↓

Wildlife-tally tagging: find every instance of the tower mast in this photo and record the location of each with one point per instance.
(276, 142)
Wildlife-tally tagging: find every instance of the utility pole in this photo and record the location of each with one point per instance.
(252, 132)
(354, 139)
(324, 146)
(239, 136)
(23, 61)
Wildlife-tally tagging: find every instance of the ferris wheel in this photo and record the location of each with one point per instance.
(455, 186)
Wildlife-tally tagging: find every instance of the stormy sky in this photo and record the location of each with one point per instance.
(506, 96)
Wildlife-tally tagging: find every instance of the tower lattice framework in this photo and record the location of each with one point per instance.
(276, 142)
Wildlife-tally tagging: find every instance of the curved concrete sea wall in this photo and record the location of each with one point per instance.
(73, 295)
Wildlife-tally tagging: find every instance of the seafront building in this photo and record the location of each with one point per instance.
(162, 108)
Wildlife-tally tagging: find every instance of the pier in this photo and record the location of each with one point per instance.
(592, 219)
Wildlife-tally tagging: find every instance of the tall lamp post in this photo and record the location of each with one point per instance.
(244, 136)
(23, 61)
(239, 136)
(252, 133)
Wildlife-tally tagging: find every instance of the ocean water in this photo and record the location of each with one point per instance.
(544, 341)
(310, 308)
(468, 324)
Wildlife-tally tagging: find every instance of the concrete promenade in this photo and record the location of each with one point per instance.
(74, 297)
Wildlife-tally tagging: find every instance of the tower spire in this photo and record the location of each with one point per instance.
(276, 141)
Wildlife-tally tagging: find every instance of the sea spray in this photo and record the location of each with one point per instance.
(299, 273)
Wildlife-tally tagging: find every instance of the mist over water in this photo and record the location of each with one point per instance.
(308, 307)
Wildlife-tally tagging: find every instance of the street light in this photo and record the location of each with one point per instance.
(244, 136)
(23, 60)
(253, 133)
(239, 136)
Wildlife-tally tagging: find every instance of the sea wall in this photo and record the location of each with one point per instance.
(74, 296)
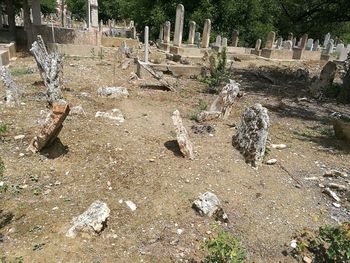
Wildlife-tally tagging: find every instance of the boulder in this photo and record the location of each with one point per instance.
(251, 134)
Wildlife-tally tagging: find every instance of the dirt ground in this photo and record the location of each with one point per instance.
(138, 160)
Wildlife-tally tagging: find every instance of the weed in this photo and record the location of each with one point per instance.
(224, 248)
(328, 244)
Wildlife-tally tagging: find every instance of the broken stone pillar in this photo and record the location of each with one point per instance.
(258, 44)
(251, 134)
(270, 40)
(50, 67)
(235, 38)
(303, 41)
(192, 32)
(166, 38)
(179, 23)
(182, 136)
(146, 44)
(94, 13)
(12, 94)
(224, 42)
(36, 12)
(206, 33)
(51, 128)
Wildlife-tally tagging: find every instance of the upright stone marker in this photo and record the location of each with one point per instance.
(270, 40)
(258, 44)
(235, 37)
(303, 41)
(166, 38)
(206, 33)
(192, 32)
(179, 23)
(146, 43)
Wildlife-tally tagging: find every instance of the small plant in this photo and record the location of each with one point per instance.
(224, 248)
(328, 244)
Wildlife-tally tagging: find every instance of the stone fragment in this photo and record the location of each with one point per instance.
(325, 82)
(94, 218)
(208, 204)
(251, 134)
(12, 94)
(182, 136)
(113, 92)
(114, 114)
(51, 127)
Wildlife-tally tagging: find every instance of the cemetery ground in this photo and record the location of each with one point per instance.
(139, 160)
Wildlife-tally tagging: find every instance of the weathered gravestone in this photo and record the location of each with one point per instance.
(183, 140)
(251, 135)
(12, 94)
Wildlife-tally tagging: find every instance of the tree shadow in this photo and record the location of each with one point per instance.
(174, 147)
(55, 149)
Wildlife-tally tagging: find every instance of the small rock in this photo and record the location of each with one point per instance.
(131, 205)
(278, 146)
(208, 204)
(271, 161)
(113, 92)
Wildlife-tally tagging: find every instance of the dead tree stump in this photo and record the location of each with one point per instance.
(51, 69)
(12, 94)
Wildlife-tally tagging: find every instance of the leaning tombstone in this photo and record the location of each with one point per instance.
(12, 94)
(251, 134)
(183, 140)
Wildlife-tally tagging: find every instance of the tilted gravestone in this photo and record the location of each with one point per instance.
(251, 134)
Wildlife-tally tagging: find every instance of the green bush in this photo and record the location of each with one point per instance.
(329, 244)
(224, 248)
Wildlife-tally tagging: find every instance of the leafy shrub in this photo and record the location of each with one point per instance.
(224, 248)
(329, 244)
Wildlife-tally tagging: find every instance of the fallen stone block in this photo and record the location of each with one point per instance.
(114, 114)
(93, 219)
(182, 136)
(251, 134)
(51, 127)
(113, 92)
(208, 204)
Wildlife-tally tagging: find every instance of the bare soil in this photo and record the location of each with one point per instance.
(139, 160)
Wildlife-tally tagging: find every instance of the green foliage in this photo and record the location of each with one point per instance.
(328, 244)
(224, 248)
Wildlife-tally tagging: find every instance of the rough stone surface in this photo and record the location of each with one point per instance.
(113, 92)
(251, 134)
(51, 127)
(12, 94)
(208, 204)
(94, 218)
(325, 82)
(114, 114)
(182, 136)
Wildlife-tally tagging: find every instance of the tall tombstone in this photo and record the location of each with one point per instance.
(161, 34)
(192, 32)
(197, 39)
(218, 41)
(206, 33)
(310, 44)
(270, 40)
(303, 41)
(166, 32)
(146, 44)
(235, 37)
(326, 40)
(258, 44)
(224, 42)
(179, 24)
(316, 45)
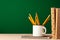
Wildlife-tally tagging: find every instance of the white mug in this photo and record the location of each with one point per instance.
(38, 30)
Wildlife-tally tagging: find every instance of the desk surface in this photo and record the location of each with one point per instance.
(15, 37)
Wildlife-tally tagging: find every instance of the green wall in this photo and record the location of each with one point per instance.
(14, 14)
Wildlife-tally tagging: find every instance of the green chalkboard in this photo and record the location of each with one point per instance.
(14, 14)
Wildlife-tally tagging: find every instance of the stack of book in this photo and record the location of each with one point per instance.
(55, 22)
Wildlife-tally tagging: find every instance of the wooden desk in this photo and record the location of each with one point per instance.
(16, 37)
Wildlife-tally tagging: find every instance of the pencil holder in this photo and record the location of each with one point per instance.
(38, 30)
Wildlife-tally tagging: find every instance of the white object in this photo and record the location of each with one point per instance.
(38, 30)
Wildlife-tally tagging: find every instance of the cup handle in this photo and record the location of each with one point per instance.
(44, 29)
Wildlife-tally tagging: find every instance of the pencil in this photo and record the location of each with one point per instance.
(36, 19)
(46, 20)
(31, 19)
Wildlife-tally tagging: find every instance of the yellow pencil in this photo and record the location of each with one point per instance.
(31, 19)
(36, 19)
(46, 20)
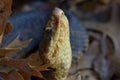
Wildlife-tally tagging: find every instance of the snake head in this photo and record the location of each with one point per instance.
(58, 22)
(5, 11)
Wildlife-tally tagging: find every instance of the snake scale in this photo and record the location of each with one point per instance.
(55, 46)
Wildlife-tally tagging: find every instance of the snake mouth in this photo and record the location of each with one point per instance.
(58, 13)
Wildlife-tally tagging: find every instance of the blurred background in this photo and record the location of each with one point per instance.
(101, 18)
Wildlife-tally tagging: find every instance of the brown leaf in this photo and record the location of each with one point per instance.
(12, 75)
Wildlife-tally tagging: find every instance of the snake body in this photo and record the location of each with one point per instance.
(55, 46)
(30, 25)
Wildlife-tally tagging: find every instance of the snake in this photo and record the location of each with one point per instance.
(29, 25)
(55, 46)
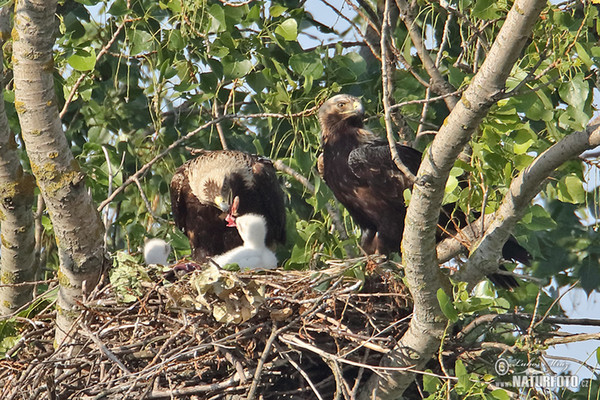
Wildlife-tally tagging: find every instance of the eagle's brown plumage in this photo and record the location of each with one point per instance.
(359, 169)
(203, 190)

↑
↓

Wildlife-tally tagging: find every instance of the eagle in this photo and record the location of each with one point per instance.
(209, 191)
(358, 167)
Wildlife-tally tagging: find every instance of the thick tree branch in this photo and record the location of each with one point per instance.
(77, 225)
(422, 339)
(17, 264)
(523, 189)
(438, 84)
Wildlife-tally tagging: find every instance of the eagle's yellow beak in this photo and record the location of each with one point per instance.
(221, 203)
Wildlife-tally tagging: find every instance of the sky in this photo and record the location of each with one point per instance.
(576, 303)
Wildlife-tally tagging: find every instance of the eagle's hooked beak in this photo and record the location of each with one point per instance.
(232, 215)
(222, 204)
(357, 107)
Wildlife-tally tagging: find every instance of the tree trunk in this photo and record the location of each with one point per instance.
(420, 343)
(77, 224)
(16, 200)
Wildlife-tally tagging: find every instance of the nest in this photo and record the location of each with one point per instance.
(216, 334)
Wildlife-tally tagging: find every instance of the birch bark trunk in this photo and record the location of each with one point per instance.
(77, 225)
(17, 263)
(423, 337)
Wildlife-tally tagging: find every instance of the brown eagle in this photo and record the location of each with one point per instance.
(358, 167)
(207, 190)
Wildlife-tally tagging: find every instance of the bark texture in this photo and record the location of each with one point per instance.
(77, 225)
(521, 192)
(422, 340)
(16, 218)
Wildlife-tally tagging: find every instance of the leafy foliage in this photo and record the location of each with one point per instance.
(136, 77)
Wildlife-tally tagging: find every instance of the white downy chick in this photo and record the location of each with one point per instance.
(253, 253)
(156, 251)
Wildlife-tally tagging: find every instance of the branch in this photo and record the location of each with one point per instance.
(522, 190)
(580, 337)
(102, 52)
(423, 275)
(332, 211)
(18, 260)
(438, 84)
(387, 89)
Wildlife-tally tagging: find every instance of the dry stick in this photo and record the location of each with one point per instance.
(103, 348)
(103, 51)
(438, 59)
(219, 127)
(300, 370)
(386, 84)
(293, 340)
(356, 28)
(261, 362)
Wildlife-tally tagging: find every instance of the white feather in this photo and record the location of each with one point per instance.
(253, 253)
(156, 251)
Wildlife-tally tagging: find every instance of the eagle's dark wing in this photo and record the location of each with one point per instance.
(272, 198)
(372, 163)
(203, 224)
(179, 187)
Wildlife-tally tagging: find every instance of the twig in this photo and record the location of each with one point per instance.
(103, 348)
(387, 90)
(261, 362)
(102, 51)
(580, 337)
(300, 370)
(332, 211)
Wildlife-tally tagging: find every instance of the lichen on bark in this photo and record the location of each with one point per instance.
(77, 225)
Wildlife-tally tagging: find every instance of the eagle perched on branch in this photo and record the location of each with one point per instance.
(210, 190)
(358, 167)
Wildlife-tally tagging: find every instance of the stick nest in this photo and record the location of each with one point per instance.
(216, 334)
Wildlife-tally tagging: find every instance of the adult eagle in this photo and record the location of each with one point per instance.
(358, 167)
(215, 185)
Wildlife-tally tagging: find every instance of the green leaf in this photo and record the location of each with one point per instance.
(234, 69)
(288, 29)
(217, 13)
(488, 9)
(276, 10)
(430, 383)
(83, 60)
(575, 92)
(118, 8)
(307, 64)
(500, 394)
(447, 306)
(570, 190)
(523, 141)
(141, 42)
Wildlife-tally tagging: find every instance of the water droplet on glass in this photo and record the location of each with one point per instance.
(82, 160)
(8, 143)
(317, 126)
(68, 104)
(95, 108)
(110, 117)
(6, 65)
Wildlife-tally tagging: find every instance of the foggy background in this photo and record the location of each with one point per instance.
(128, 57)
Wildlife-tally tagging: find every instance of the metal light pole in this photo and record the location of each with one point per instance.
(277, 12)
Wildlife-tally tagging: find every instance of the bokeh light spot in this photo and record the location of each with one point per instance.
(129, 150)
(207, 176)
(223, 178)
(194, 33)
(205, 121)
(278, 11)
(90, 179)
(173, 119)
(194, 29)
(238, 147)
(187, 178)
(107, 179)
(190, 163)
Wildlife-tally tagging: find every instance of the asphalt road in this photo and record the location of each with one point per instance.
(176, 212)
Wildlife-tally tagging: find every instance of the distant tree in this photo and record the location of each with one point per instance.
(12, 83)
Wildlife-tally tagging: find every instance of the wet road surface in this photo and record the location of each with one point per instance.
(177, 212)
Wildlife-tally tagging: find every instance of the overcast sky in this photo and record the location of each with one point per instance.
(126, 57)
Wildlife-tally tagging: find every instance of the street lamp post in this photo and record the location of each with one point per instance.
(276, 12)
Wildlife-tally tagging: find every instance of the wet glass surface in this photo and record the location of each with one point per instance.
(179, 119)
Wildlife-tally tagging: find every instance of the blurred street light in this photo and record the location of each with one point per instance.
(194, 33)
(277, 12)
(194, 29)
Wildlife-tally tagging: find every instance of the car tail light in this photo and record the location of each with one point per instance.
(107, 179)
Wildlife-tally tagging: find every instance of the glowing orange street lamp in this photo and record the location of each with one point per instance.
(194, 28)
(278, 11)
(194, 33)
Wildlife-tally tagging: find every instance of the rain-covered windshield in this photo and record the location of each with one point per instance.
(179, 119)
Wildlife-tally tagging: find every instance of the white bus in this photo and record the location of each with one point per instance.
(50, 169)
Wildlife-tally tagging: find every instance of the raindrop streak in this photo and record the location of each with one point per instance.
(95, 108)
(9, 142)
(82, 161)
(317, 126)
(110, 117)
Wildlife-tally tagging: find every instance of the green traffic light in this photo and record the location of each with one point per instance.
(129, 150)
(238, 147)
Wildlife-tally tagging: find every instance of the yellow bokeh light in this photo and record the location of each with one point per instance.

↑
↓

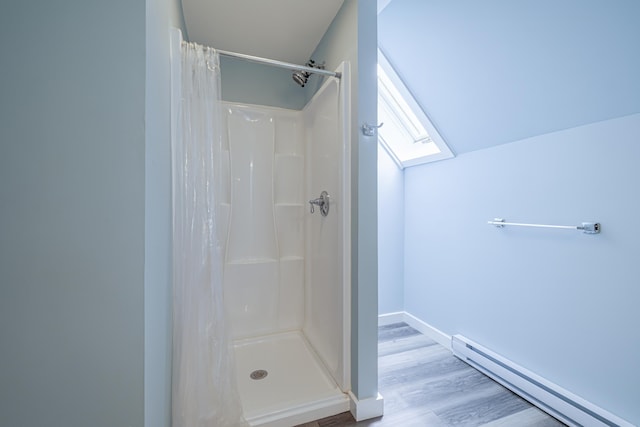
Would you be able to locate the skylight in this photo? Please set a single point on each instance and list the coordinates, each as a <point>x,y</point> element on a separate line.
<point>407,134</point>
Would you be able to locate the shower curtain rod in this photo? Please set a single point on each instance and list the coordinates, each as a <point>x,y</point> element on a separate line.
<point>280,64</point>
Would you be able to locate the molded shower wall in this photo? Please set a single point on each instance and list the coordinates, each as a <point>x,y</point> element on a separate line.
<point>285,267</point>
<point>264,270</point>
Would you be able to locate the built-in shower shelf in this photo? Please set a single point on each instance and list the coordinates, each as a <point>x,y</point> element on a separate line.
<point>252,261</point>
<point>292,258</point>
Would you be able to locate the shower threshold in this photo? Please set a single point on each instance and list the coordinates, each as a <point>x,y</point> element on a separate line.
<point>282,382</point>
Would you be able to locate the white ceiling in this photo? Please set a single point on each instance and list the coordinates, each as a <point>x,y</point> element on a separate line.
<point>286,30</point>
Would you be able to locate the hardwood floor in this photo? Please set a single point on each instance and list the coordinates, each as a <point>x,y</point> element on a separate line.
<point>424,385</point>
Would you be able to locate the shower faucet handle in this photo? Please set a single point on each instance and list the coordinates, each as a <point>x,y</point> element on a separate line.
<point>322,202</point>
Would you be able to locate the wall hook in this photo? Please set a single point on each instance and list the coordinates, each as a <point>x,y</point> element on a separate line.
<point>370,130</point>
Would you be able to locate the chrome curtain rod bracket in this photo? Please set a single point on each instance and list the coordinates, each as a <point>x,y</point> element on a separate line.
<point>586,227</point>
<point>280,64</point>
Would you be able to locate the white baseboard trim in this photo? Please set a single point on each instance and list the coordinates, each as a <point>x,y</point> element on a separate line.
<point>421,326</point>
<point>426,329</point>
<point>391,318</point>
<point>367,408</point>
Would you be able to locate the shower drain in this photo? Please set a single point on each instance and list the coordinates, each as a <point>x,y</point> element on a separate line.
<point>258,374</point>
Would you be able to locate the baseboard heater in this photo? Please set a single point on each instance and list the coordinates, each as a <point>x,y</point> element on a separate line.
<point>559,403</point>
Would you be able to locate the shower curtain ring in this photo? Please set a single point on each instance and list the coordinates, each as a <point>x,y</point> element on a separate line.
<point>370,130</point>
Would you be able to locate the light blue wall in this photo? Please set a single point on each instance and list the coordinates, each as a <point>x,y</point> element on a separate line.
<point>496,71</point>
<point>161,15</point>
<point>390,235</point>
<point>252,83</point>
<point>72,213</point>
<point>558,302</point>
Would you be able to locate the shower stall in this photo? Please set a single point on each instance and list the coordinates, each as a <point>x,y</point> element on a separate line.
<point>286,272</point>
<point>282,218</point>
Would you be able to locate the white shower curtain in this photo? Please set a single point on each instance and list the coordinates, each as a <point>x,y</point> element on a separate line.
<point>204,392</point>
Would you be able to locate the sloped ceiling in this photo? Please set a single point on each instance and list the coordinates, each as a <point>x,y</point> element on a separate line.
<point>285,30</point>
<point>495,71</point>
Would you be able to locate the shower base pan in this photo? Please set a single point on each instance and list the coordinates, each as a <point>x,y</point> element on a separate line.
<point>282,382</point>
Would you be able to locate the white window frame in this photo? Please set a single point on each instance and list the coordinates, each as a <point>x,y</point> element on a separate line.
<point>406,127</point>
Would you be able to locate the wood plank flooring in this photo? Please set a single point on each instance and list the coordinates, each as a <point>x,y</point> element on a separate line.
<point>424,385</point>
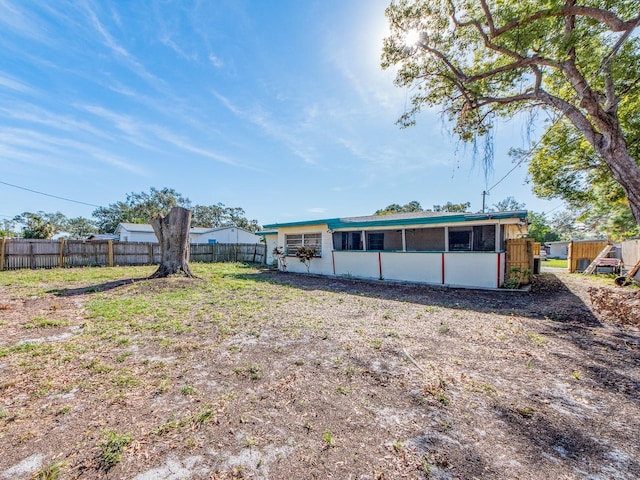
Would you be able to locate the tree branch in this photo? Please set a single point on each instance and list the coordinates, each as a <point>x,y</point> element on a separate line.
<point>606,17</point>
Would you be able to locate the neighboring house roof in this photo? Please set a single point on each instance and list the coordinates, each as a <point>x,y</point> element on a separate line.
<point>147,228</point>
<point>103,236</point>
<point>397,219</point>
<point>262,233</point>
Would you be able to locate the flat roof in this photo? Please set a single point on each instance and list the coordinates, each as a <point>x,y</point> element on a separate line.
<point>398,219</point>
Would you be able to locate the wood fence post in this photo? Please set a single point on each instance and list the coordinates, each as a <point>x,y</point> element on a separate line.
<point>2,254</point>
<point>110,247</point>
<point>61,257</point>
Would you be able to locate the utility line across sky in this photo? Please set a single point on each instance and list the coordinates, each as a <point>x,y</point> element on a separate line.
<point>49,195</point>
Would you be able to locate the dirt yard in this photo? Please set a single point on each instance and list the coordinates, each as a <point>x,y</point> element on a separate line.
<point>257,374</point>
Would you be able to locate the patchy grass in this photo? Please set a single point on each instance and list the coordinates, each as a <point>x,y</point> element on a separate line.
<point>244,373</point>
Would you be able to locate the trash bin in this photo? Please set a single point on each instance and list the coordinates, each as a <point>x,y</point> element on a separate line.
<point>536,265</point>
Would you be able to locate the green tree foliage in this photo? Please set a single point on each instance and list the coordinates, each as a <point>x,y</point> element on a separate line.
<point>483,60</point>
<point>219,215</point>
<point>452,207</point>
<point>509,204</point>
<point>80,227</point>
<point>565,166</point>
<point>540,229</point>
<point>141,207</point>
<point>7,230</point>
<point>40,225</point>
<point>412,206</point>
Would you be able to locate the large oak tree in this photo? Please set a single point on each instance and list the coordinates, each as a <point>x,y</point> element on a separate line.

↑

Task statement:
Starting at the line that has "Wildlife-tally tagging: find every instance of the white bus" in the records above, restate word for word every line until the one that has "Wildlife-tally tagging: find every instance of the yellow bokeh", and include that one as well.

Answer for the task:
Wildlife-tally tagging: find every instance of the white bus in this photo and record the location of each with one point per instance.
(50, 169)
Wildlife-tally tagging: find every instance of the raindrop streak in this photo and record the location of each with one point per instance.
(95, 108)
(9, 142)
(82, 161)
(317, 126)
(110, 117)
Wildlife-tally tagging: find every instance of the green traffic light in this photo and record the location of each with one point per instance.
(129, 150)
(238, 147)
Wildlife-tally tagging: find every instance of the yellow bokeh light in this photo and record the location of each with one point per instance.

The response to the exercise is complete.